#### What you will do:
Each of the entries should be retyped precisely as it appears.

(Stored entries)

■ ■ ■ ■ ■

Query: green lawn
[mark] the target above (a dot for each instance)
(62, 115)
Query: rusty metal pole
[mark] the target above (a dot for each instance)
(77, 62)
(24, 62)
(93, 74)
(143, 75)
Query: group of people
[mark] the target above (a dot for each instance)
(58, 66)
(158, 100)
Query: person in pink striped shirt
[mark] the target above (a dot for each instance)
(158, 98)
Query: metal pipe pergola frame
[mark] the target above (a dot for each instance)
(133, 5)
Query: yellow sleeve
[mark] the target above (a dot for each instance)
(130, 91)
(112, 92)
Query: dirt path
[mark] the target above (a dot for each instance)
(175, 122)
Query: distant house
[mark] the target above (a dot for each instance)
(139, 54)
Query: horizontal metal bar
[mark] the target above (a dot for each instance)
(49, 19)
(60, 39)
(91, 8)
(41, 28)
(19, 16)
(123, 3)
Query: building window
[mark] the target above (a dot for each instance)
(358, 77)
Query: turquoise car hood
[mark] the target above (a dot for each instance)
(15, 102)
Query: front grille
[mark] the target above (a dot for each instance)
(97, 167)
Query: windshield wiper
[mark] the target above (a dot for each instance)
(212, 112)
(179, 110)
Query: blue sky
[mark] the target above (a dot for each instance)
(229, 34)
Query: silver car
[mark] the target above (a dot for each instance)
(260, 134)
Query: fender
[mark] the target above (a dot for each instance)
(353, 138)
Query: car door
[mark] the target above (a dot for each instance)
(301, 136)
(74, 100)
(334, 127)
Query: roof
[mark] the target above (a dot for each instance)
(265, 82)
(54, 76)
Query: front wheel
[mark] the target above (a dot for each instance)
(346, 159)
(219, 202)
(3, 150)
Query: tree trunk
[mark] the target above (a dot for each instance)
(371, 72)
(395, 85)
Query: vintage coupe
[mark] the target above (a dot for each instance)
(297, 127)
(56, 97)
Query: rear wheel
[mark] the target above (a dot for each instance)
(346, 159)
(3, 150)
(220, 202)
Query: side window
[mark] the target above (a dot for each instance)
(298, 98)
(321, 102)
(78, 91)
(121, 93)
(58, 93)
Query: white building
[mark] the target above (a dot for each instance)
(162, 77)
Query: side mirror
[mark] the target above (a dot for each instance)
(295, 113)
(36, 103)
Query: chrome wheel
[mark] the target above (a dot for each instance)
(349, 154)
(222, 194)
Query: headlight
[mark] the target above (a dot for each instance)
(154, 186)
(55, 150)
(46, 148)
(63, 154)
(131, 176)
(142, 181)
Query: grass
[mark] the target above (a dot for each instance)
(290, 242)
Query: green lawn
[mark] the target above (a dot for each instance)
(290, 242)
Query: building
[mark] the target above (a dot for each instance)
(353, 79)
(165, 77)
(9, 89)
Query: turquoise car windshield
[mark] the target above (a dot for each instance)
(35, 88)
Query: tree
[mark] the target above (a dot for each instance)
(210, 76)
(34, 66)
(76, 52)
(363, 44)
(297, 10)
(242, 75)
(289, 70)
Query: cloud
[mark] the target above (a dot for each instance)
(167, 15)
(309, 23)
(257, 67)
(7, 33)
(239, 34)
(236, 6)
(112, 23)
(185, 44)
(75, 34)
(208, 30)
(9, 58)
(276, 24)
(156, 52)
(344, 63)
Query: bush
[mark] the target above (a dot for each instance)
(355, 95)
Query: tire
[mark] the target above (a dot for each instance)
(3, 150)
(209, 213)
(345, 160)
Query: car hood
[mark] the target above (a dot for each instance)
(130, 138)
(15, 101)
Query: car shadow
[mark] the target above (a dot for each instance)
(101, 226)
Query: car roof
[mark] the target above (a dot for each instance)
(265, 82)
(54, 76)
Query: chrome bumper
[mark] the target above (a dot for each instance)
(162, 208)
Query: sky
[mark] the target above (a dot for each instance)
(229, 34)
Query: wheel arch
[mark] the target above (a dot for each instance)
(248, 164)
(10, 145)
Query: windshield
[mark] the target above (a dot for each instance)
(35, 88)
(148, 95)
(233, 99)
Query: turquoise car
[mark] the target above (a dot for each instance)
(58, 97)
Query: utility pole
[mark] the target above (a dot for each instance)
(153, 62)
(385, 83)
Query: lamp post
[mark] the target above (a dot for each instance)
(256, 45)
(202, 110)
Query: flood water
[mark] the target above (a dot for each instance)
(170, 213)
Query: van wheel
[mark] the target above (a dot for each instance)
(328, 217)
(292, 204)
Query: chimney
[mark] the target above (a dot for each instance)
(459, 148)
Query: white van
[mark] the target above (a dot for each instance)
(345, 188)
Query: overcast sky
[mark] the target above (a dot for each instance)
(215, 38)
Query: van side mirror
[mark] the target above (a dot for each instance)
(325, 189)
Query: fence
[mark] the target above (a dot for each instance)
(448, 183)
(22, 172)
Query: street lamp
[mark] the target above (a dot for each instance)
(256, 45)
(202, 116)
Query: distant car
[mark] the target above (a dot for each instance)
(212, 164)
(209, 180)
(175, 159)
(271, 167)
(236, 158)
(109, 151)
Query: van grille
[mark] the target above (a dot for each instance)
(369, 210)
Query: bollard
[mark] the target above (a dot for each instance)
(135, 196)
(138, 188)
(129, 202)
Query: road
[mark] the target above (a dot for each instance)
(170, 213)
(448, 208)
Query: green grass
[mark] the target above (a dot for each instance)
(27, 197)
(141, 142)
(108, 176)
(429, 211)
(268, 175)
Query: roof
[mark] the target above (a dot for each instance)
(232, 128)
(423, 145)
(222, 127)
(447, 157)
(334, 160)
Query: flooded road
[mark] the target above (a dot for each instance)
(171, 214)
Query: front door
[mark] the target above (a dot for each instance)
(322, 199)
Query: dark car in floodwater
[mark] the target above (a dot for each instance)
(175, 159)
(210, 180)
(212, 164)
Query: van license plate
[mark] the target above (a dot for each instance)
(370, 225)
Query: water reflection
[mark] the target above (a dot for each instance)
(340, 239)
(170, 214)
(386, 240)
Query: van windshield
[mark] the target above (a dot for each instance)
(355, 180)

■ ■ ■ ■ ■

#### Your response:
Query: green lawn
[mark] the target above (a dot for each instance)
(62, 115)
Query: rusty metal pole
[mark] the target above (a dot for each instance)
(77, 62)
(24, 62)
(93, 74)
(143, 75)
Query: group of people
[mark] the target above (a dot for each instance)
(58, 66)
(158, 100)
Query: person in pink striped shirt
[mark] the target above (a dot for each instance)
(158, 98)
Query: metal pipe pergola frame
[mark] the target above (a dot for each instance)
(133, 5)
Query: yellow sleeve
[mark] the target above (a dot for each instance)
(130, 91)
(112, 92)
Query: dirt path
[mark] the target above (a dot for each instance)
(175, 122)
Query: distant house
[mark] the target above (a dot for each instance)
(139, 54)
Query: horizontal metal bar
[mark] the target above (a dot for each instance)
(49, 19)
(60, 39)
(91, 8)
(41, 28)
(19, 16)
(123, 3)
Query: building window
[mark] the target above (a dot for each instance)
(358, 77)
Query: turquoise car hood
[mark] the target above (a dot for each instance)
(15, 102)
Query: front grille
[mark] the target above (a dot for each instance)
(97, 167)
Query: windshield wiper
[mark] the target above (a dot for each instance)
(212, 112)
(179, 110)
Query: blue sky
[mark] the target above (a dot for each instance)
(229, 34)
Query: silver car
[mark] the target above (a dot for each instance)
(260, 134)
Query: fender
[mark] the target above (a dot for each instance)
(353, 138)
Query: car door
[mark] the target above (a dot for each instance)
(301, 136)
(74, 100)
(334, 127)
Query: roof
[mark] the target above (a dot for each instance)
(265, 82)
(54, 76)
Query: front wheel
[mark] the target above (a dot for each instance)
(346, 159)
(219, 202)
(3, 150)
Query: tree trunk
[mark] the target above (a dot for each instance)
(371, 72)
(395, 85)
Query: vintage coupe
[mark] the target above (a dot for each instance)
(297, 127)
(56, 97)
Query: rear wheel
[mark] the target above (a dot for each instance)
(346, 159)
(3, 150)
(220, 202)
Query: side window
[mark] the target above (a dot for each instance)
(298, 98)
(321, 102)
(78, 91)
(121, 93)
(58, 93)
Query: white building
[mark] the target above (a dot for each instance)
(162, 77)
Query: side mirror
[mark] the target above (a dot for each instance)
(295, 113)
(36, 103)
Query: chrome wheel
[mark] the target above (a dot for each instance)
(349, 154)
(222, 194)
Query: headlight
[mark] the target above (a dot for each instance)
(154, 186)
(55, 150)
(46, 148)
(63, 154)
(131, 176)
(142, 181)
Query: grass
[mark] the target above (a dot for each instance)
(290, 242)
Query: green lawn
[mark] the target above (a dot for each instance)
(290, 242)
Query: building
[mark] the target above (a dot for each instance)
(353, 79)
(165, 77)
(9, 89)
Query: turquoise car windshield
[mark] the target above (a dot for each instance)
(35, 88)
Query: tree
[mark] the target above (a dot for each instance)
(210, 76)
(34, 66)
(76, 52)
(363, 44)
(297, 10)
(242, 75)
(289, 70)
Query: cloud
[mark] the target above (a dot for each instance)
(167, 15)
(309, 23)
(257, 67)
(7, 33)
(239, 34)
(236, 6)
(112, 23)
(185, 44)
(75, 34)
(208, 30)
(9, 58)
(276, 24)
(156, 52)
(344, 63)
Query: bush
[mark] the target above (a dot for each instance)
(355, 95)
Query: tire
[mark] the target above (a dot for each instance)
(3, 150)
(209, 213)
(345, 160)
Query: car hood
[mark] the target above (a dot for each instance)
(130, 138)
(15, 101)
Query: car shadow
[mark] the target above (a dot for each instance)
(101, 226)
Query: car roof
[mark] the target above (a dot for each instance)
(265, 82)
(54, 76)
Query: chrome bumper
[mark] the target above (a dot for each instance)
(162, 208)
Query: sky
[mark] the target above (a dot for each instance)
(229, 34)
Query: wheel arch
[mark] the target above (a dot for each instance)
(248, 164)
(10, 145)
Query: windshield
[mark] the target above (a dot for each instance)
(35, 88)
(148, 95)
(233, 99)
Query: turquoise car
[mark] the target above (a dot for each instance)
(58, 97)
Query: utility pole
[mark] the target above (a dot for each instance)
(153, 62)
(385, 83)
Query: lamp post
[mark] the target above (a dot for each instance)
(256, 45)
(202, 110)
Query: flood water
[mark] the target above (a dot for each instance)
(170, 213)
Query: van wheel
[mark] the target above (a dot for each instance)
(328, 217)
(292, 204)
Query: chimney
[mark] the target above (a dot for each instance)
(459, 148)
Query: white van
[mark] the target above (a dot for each instance)
(345, 188)
Query: overcast sky
[mark] the target above (a dot for each instance)
(215, 38)
Query: van side mirror
[mark] the target above (a dot for each instance)
(325, 189)
Query: fence
[mark] the target above (a dot for each instance)
(448, 183)
(22, 172)
Query: street lamp
[mark] the target above (a dot for each instance)
(256, 45)
(202, 116)
Query: distant car
[mark] the target above (a dot for each instance)
(212, 164)
(209, 180)
(175, 159)
(271, 167)
(236, 158)
(109, 151)
Query: van grille
[mark] the target above (a dot for each instance)
(369, 210)
Query: bollard
[mark] the target above (a dot for each instance)
(135, 196)
(138, 188)
(129, 202)
Query: road
[mark] the target above (a dot for each instance)
(170, 213)
(448, 208)
Query: green grass
[mark] the target above (a dot for each instance)
(27, 197)
(141, 142)
(108, 176)
(429, 211)
(268, 175)
Query: roof
[mark] the target above (a dot for each instance)
(232, 128)
(423, 145)
(222, 127)
(447, 157)
(334, 160)
Query: flooded road
[mark] the target above (a dot for each instance)
(171, 214)
Query: front door
[mark] the target above (a dot for each instance)
(322, 199)
Query: dark car in floodwater
[mark] the target above (a dot for each instance)
(175, 159)
(210, 180)
(212, 164)
Query: van license plate
[mark] the target above (a dot for each instance)
(370, 225)
Query: water reflection
[mark] the target above (a dot for each instance)
(340, 239)
(170, 214)
(386, 240)
Query: van windshield
[mark] the target above (a dot for each instance)
(355, 180)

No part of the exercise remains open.